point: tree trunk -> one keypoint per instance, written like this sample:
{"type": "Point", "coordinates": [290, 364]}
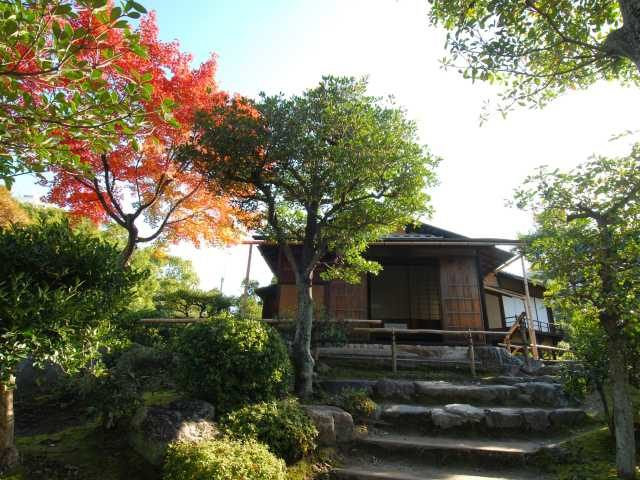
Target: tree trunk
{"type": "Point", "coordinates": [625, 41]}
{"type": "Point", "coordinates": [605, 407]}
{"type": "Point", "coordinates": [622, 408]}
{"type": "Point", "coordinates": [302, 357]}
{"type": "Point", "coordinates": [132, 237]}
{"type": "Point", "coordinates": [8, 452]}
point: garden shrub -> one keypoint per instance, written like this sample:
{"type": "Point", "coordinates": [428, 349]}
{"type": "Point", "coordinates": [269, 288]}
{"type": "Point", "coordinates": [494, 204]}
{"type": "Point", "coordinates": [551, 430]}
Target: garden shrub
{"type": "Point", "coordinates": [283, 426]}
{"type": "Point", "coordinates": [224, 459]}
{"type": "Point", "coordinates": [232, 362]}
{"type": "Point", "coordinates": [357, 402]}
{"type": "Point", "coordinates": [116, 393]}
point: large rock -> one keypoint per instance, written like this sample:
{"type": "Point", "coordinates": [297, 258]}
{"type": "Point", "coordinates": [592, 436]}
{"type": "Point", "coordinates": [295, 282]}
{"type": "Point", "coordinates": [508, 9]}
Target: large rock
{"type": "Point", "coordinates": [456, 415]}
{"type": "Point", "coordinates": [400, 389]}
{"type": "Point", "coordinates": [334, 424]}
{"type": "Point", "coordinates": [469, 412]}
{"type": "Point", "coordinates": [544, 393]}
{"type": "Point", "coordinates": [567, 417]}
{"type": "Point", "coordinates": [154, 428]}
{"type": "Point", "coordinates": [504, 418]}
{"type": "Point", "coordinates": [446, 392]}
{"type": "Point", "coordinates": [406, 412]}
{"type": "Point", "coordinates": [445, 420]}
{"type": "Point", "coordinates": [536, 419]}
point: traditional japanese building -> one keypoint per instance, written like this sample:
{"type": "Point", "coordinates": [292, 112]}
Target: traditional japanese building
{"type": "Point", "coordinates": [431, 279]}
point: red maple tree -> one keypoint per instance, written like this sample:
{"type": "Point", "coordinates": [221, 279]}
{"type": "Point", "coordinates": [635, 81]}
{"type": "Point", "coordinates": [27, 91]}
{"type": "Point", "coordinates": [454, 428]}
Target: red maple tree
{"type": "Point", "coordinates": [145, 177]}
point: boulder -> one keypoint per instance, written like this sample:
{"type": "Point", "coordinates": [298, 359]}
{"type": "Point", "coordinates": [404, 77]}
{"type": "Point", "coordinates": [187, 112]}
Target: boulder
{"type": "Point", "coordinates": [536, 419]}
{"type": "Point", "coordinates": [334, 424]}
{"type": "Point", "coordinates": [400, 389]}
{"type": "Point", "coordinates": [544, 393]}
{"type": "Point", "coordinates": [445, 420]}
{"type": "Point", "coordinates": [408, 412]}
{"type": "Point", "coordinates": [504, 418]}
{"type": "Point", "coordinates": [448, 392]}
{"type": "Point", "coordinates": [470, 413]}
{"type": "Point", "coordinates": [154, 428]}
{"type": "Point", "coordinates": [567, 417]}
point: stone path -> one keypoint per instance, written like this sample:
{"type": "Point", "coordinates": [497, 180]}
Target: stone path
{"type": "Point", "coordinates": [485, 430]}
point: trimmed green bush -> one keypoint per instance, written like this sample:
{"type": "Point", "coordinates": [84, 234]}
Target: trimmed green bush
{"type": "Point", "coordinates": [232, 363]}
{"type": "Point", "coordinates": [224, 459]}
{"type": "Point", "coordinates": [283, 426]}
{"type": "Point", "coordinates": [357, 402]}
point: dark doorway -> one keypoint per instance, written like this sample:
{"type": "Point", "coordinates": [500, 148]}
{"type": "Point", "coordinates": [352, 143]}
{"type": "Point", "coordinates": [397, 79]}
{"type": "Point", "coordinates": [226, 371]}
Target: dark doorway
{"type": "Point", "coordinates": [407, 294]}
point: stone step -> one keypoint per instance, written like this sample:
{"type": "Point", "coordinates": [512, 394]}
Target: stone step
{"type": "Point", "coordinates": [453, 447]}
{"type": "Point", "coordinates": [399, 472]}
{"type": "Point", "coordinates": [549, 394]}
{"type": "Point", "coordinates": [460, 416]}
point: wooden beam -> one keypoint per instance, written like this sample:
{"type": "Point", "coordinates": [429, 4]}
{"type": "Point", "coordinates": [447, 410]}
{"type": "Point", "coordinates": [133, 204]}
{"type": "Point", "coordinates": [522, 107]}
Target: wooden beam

══════════════════════════════

### [EXERCISE BRIEF]
Output every line of the rows above as a Markdown table with the columns "No." and "Line", numbering each line in order and skipping blank lines. Leave the pictures out of the table.

### [TASK ANSWER]
| No. | Line |
|---|---|
| 1 | point: tree trunk -> one keypoint per instance, written like this sample: |
| 2 | {"type": "Point", "coordinates": [290, 364]} |
| 3 | Target: tree trunk |
| 4 | {"type": "Point", "coordinates": [625, 41]} |
| 5 | {"type": "Point", "coordinates": [605, 407]} |
| 6 | {"type": "Point", "coordinates": [622, 408]} |
| 7 | {"type": "Point", "coordinates": [302, 357]} |
| 8 | {"type": "Point", "coordinates": [132, 237]} |
| 9 | {"type": "Point", "coordinates": [8, 452]} |
| 10 | point: garden shrub -> one keypoint per instance, written like this sample: |
| 11 | {"type": "Point", "coordinates": [428, 349]} |
| 12 | {"type": "Point", "coordinates": [269, 288]} |
| 13 | {"type": "Point", "coordinates": [494, 204]} |
| 14 | {"type": "Point", "coordinates": [551, 430]} |
| 15 | Target: garden shrub |
| 16 | {"type": "Point", "coordinates": [283, 426]} |
| 17 | {"type": "Point", "coordinates": [224, 459]} |
| 18 | {"type": "Point", "coordinates": [232, 362]} |
| 19 | {"type": "Point", "coordinates": [357, 402]} |
| 20 | {"type": "Point", "coordinates": [116, 393]} |
| 21 | point: large rock -> one keypoint per instance, written like this sample: |
| 22 | {"type": "Point", "coordinates": [297, 258]} |
| 23 | {"type": "Point", "coordinates": [592, 436]} |
| 24 | {"type": "Point", "coordinates": [295, 282]} |
| 25 | {"type": "Point", "coordinates": [508, 9]} |
| 26 | Target: large rock |
| 27 | {"type": "Point", "coordinates": [456, 415]} |
| 28 | {"type": "Point", "coordinates": [400, 389]} |
| 29 | {"type": "Point", "coordinates": [334, 424]} |
| 30 | {"type": "Point", "coordinates": [469, 412]} |
| 31 | {"type": "Point", "coordinates": [544, 393]} |
| 32 | {"type": "Point", "coordinates": [567, 417]} |
| 33 | {"type": "Point", "coordinates": [154, 428]} |
| 34 | {"type": "Point", "coordinates": [504, 418]} |
| 35 | {"type": "Point", "coordinates": [446, 392]} |
| 36 | {"type": "Point", "coordinates": [406, 412]} |
| 37 | {"type": "Point", "coordinates": [445, 420]} |
| 38 | {"type": "Point", "coordinates": [536, 419]} |
| 39 | point: traditional japanese building -> one keypoint per instance, written like this sample: |
| 40 | {"type": "Point", "coordinates": [292, 112]} |
| 41 | Target: traditional japanese building |
| 42 | {"type": "Point", "coordinates": [431, 279]} |
| 43 | point: red maple tree -> one keypoint per instance, written like this sample: |
| 44 | {"type": "Point", "coordinates": [221, 279]} |
| 45 | {"type": "Point", "coordinates": [635, 81]} |
| 46 | {"type": "Point", "coordinates": [27, 91]} |
| 47 | {"type": "Point", "coordinates": [454, 428]} |
| 48 | Target: red maple tree |
| 49 | {"type": "Point", "coordinates": [145, 177]} |
| 50 | point: boulder -> one keypoint per instance, written like this sample: |
| 51 | {"type": "Point", "coordinates": [298, 359]} |
| 52 | {"type": "Point", "coordinates": [404, 77]} |
| 53 | {"type": "Point", "coordinates": [187, 112]} |
| 54 | Target: boulder |
| 55 | {"type": "Point", "coordinates": [536, 419]} |
| 56 | {"type": "Point", "coordinates": [334, 424]} |
| 57 | {"type": "Point", "coordinates": [400, 389]} |
| 58 | {"type": "Point", "coordinates": [544, 393]} |
| 59 | {"type": "Point", "coordinates": [445, 420]} |
| 60 | {"type": "Point", "coordinates": [408, 412]} |
| 61 | {"type": "Point", "coordinates": [504, 418]} |
| 62 | {"type": "Point", "coordinates": [448, 392]} |
| 63 | {"type": "Point", "coordinates": [470, 413]} |
| 64 | {"type": "Point", "coordinates": [154, 428]} |
| 65 | {"type": "Point", "coordinates": [567, 417]} |
| 66 | point: stone path -> one keypoint per instance, written like this sample: |
| 67 | {"type": "Point", "coordinates": [497, 180]} |
| 68 | Target: stone path |
| 69 | {"type": "Point", "coordinates": [485, 430]} |
| 70 | point: trimmed green bush -> one keypoint per instance, written like this sample: |
| 71 | {"type": "Point", "coordinates": [84, 234]} |
| 72 | Target: trimmed green bush |
| 73 | {"type": "Point", "coordinates": [232, 363]} |
| 74 | {"type": "Point", "coordinates": [224, 459]} |
| 75 | {"type": "Point", "coordinates": [283, 426]} |
| 76 | {"type": "Point", "coordinates": [357, 402]} |
| 77 | point: dark doorway -> one keypoint per instance, written like this sample: |
| 78 | {"type": "Point", "coordinates": [500, 148]} |
| 79 | {"type": "Point", "coordinates": [352, 143]} |
| 80 | {"type": "Point", "coordinates": [397, 79]} |
| 81 | {"type": "Point", "coordinates": [226, 371]} |
| 82 | Target: dark doorway |
| 83 | {"type": "Point", "coordinates": [407, 294]} |
| 84 | point: stone step -> one keypoint per instance, written like this sample: |
| 85 | {"type": "Point", "coordinates": [512, 394]} |
| 86 | Target: stone step |
| 87 | {"type": "Point", "coordinates": [453, 447]} |
| 88 | {"type": "Point", "coordinates": [399, 472]} |
| 89 | {"type": "Point", "coordinates": [549, 394]} |
| 90 | {"type": "Point", "coordinates": [460, 416]} |
| 91 | point: wooden beam -> one keypoint per instance, written like this sample: |
| 92 | {"type": "Point", "coordinates": [429, 4]} |
| 93 | {"type": "Point", "coordinates": [447, 410]} |
| 94 | {"type": "Point", "coordinates": [133, 204]} |
| 95 | {"type": "Point", "coordinates": [522, 107]} |
| 96 | Target: wooden beam |